Task description
Gather all lines in the entries below that include the word "blade".

Records shown
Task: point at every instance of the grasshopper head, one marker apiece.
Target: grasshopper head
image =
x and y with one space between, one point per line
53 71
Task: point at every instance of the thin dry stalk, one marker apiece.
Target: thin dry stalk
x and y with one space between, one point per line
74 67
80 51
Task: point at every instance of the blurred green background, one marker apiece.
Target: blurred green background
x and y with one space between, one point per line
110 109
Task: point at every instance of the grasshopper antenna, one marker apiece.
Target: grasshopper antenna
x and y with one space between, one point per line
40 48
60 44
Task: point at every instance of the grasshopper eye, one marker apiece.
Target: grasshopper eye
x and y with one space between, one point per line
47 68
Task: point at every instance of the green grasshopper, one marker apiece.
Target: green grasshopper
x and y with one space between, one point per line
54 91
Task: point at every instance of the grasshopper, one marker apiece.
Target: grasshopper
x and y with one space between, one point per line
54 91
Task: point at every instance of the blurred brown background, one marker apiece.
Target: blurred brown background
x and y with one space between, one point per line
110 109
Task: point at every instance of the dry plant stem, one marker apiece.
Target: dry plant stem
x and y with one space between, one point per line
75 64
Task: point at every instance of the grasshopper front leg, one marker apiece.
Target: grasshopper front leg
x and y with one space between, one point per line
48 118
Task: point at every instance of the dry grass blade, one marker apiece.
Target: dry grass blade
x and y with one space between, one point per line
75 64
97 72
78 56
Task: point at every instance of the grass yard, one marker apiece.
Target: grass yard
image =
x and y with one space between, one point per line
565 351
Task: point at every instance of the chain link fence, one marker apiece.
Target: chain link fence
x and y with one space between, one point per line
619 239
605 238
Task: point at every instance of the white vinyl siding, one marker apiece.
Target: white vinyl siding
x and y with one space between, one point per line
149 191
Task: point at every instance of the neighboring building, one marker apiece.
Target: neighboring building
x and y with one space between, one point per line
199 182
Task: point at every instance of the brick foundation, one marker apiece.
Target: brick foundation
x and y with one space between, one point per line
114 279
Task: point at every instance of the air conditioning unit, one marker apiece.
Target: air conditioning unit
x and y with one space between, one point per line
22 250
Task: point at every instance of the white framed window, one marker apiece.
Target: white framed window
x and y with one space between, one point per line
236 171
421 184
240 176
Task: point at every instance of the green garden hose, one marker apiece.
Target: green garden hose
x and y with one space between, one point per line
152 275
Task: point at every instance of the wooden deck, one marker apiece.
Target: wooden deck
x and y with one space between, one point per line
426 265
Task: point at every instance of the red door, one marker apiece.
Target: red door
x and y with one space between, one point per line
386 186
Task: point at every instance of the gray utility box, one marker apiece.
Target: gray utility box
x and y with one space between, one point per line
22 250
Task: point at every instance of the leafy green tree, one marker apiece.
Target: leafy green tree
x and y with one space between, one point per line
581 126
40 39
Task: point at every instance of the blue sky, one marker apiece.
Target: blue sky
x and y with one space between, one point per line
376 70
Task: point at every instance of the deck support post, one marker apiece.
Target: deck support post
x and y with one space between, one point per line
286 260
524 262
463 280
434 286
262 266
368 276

Reply
Task: point at every instance of the dry grass blade, one marker apiece.
Target: dry grass blade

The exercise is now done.